Work item -
Output the whole listing below. Keep it exact.

*** Opening Given data ***

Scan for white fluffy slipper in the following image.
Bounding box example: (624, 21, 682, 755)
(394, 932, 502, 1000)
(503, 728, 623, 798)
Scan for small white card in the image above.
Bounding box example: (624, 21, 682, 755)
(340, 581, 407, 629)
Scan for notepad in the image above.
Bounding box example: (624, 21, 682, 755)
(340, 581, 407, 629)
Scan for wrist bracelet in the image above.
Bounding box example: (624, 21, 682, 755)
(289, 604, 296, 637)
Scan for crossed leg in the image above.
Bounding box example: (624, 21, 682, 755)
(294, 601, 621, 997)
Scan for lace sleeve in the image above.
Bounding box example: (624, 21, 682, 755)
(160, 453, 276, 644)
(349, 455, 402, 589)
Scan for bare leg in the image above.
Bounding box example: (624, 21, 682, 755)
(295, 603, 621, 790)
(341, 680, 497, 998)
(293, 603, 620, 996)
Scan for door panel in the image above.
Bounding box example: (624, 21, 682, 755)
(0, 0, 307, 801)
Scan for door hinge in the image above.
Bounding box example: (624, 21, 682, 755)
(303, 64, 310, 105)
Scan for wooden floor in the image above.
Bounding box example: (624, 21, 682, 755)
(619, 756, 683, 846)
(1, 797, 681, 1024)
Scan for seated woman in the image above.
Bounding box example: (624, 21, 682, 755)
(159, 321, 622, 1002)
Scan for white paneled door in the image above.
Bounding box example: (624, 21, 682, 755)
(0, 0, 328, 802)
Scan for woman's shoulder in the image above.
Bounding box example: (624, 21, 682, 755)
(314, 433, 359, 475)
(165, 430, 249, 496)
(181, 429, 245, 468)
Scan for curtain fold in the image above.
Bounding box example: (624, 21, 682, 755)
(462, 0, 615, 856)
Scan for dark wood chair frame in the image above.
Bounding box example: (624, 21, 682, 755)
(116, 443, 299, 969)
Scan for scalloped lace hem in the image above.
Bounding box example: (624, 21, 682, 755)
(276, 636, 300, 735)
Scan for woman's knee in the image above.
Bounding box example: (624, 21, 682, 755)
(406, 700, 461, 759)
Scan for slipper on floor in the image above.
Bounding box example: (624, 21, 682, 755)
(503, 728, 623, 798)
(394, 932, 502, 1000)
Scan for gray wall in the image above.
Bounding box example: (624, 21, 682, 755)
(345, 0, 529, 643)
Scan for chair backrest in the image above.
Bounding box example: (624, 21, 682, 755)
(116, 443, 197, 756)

*** Closing Given data ***

Your solution -
Scan for white fluffy slipper in the following image.
Bounding box example: (624, 21, 682, 755)
(394, 932, 502, 1000)
(503, 728, 623, 798)
Scan for small white card in the image above.
Bounding box example: (624, 21, 682, 755)
(340, 581, 407, 629)
Scan for notepad in the image above.
Bounding box example: (624, 21, 682, 755)
(340, 581, 407, 629)
Scan for wrist bracelet in the image above.
Bounding box example: (624, 21, 682, 755)
(289, 604, 296, 637)
Scan for crossed leg in the image above.
Bounding box example: (624, 21, 682, 755)
(294, 601, 621, 997)
Scan for lace sleeve in the image above.
Bounding box example: (624, 21, 682, 755)
(160, 453, 276, 644)
(349, 455, 402, 589)
Scan for bare leg in the image above.
Bounding box example: (624, 21, 682, 755)
(295, 603, 621, 790)
(341, 680, 497, 998)
(293, 603, 620, 996)
Scan for door panel in the image above.
Bounding box example: (624, 21, 682, 755)
(0, 0, 307, 801)
Scan for door hinge in the image above.
Bounding box example: (624, 21, 682, 755)
(303, 64, 310, 105)
Scan for wooden floor in the image above.
Bounding box example: (624, 21, 682, 755)
(619, 756, 683, 846)
(1, 797, 681, 1024)
Scan for seated woman in the image above.
Bounding box example: (624, 21, 682, 755)
(159, 321, 622, 1002)
Scan for white paneled door in the image above.
Bounding box example: (624, 21, 682, 755)
(0, 0, 328, 802)
Scan for woman's shoulder in the image above.
Bounding box example: (624, 21, 682, 755)
(314, 433, 359, 475)
(165, 430, 249, 496)
(181, 429, 245, 468)
Scan for curtain fold in the image above.
Bounding box example: (624, 21, 682, 755)
(462, 0, 615, 856)
Scan for dark wood chair frame in the image above.
Bounding box example: (624, 21, 682, 755)
(116, 443, 299, 969)
Scan for scalloped lace hem in the image above.
Bounding box example: (624, 21, 682, 755)
(276, 636, 300, 735)
Scan for woman's knee in the image above.
Bounding box example: (624, 21, 682, 755)
(406, 700, 461, 759)
Scan for slipper on floor in the image above.
Bounding box example: (624, 21, 682, 755)
(503, 728, 623, 798)
(394, 932, 502, 1000)
Scan for gray wall in the image above.
Bounding box example: (624, 21, 682, 755)
(345, 0, 529, 643)
Scan for chair backrest in the image above.
Bounding box example: (624, 21, 682, 755)
(116, 443, 197, 756)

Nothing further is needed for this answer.